TASK INSTRUCTIONS —
Take each line of the material that includes "ceiling" and copy it.

TASK DATA —
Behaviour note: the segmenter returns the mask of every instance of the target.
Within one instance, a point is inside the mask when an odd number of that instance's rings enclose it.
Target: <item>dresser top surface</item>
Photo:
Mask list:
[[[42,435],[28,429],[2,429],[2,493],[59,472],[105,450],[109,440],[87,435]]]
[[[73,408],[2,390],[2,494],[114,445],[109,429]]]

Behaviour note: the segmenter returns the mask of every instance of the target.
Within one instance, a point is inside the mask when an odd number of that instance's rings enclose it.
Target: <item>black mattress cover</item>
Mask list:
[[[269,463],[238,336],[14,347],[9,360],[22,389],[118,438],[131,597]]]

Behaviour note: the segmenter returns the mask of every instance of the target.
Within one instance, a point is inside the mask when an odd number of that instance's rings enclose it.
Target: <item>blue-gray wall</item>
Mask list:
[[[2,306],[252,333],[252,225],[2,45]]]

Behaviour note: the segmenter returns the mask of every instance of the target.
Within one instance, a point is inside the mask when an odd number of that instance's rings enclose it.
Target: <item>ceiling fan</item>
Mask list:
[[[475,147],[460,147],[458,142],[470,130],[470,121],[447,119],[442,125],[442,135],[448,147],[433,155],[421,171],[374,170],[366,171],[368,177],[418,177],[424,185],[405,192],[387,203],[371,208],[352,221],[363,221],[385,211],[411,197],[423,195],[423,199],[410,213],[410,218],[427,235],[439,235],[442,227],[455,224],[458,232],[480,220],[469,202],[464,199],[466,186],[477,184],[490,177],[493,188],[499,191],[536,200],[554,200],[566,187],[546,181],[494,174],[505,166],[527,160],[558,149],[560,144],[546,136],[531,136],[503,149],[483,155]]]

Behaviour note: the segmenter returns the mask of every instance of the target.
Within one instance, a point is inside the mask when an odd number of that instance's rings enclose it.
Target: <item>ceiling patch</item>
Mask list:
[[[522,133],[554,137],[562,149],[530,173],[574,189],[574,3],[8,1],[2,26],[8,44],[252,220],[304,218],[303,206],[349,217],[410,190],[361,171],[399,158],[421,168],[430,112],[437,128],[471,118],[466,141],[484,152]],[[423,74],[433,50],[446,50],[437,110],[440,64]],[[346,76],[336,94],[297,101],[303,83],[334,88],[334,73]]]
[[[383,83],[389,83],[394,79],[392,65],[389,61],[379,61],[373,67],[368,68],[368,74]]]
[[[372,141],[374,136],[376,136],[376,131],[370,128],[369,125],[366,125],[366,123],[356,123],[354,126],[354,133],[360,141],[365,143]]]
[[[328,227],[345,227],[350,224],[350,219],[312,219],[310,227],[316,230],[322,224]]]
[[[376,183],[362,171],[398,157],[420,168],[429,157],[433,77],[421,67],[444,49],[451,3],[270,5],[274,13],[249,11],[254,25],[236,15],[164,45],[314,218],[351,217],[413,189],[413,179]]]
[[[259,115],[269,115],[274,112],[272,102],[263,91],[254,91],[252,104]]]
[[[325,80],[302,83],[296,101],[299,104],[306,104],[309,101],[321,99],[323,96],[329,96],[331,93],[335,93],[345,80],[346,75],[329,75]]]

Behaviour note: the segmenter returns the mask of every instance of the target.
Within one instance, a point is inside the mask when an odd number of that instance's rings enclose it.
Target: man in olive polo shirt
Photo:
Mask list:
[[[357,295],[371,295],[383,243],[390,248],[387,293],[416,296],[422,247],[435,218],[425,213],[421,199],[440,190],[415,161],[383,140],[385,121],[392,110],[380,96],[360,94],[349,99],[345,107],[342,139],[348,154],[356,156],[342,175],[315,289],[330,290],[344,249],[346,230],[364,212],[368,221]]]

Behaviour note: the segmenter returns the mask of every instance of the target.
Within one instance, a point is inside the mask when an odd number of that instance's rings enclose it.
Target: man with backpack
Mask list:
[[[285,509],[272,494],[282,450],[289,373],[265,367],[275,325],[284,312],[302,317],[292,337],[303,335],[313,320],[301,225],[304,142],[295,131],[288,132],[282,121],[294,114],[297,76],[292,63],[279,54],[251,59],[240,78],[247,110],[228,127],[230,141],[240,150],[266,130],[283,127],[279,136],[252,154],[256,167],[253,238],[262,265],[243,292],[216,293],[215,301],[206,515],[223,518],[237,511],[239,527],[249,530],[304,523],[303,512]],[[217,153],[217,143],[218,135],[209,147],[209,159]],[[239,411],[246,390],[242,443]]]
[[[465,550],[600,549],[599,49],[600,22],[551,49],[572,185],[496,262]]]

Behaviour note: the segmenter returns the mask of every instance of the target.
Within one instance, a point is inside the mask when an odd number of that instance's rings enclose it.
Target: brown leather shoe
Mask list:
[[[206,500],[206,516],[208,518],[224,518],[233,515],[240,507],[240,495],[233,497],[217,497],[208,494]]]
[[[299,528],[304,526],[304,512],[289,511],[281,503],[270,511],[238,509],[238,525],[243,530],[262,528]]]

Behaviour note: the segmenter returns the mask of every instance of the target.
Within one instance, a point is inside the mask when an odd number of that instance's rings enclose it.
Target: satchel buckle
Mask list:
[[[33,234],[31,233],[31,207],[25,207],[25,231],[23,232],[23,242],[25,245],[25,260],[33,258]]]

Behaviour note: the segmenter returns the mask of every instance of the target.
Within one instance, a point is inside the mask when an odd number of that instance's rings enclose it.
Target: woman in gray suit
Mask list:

RESPONSE BELOW —
Target: <item>ceiling fan</item>
Target: <item>ceiling patch</item>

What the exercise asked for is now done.